Given task:
Express the entries from the line containing "Step one of the annotation pipeline: locate the white plumage" up to and including the line containing "0 143 550 367" as a JSON list of strings, one string per line, leaving out any blank lines.

----------------

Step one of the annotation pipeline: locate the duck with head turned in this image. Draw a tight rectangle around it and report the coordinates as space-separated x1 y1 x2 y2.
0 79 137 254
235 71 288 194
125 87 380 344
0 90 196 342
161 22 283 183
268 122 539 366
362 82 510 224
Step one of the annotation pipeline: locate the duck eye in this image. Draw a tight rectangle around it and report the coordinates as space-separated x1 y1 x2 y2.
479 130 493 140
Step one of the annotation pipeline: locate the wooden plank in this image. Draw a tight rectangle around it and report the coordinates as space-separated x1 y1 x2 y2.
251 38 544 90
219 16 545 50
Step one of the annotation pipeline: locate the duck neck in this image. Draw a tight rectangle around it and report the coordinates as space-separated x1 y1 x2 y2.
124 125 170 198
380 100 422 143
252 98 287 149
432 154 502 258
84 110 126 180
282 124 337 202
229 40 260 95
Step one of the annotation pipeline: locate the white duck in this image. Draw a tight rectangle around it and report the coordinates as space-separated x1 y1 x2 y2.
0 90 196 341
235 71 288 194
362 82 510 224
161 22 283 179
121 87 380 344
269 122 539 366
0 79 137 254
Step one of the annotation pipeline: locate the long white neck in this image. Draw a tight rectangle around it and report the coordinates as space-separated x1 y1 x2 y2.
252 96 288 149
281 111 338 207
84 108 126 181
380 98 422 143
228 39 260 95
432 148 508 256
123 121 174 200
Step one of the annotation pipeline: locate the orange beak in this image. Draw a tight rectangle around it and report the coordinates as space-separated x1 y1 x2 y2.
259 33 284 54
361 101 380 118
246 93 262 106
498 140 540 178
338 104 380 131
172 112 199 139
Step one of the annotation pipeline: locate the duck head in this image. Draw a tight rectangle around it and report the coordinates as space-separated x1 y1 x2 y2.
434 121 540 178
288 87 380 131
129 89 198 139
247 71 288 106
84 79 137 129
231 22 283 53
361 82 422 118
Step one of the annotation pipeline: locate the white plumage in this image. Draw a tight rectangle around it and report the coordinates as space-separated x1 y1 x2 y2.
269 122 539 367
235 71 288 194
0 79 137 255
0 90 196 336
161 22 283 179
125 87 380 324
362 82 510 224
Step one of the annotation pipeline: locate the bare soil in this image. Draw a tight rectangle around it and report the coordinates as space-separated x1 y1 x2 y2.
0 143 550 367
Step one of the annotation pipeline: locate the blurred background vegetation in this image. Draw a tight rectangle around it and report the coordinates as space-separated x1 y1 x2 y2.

----------------

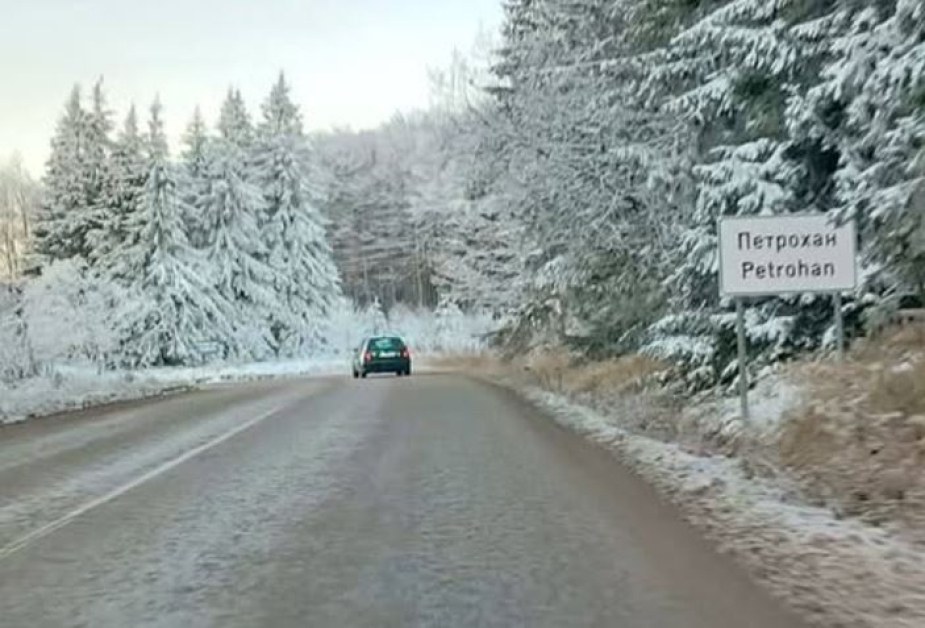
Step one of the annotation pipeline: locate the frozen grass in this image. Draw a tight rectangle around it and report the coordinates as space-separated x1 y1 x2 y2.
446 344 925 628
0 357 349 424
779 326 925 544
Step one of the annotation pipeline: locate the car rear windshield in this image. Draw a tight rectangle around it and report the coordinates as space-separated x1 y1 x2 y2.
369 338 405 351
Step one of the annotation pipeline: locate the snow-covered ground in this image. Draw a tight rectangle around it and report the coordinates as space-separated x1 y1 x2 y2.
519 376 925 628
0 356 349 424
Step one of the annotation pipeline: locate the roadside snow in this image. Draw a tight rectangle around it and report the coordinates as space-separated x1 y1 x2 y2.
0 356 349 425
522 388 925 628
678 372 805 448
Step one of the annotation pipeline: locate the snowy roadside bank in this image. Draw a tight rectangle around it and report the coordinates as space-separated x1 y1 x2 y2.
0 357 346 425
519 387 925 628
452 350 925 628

----------------

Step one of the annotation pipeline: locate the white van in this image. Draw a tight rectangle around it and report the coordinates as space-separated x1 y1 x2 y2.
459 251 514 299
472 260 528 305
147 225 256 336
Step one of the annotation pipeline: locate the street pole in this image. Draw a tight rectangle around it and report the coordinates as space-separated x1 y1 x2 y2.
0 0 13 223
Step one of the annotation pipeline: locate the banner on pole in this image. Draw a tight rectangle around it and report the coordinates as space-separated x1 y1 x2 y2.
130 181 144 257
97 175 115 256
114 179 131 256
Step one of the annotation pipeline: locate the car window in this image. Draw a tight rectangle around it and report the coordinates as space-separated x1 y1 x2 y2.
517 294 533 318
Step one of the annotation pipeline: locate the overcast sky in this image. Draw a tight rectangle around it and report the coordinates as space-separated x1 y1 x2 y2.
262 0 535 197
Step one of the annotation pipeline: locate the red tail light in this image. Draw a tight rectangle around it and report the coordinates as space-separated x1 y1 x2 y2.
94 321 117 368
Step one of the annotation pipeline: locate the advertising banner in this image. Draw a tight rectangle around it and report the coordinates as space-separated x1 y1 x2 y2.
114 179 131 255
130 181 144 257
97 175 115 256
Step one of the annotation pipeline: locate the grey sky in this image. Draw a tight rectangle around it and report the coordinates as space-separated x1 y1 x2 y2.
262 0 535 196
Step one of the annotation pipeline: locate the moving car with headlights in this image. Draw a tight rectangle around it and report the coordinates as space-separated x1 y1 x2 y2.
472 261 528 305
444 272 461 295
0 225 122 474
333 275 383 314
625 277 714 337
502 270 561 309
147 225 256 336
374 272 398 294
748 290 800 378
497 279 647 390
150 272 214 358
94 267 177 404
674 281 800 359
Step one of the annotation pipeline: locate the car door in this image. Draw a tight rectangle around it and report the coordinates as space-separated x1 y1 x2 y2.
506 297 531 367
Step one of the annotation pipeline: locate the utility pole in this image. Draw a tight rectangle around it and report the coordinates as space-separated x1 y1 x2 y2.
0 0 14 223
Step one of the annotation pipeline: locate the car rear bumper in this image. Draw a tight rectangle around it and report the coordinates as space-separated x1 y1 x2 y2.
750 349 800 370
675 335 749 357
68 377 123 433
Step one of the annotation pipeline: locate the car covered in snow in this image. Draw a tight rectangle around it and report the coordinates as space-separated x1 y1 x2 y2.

----------------

Task result:
[
  "Step one of the annotation pipeline: locate the white plumage in this image. Draw a tight rectangle around it and report the coordinates as space-separated x1 y1 x2 y2.",
  "269 122 539 367",
  "235 71 288 194",
  "0 79 137 255",
  "0 90 196 336",
  "161 22 283 179",
  "125 87 380 324",
  "362 82 510 224",
  "Step one of the annotation pipeline: locate the bare soil in this image. Draw a tight rectangle around it and report the coordinates as space-separated x1 y1 x2 y2.",
  "0 143 550 367"
]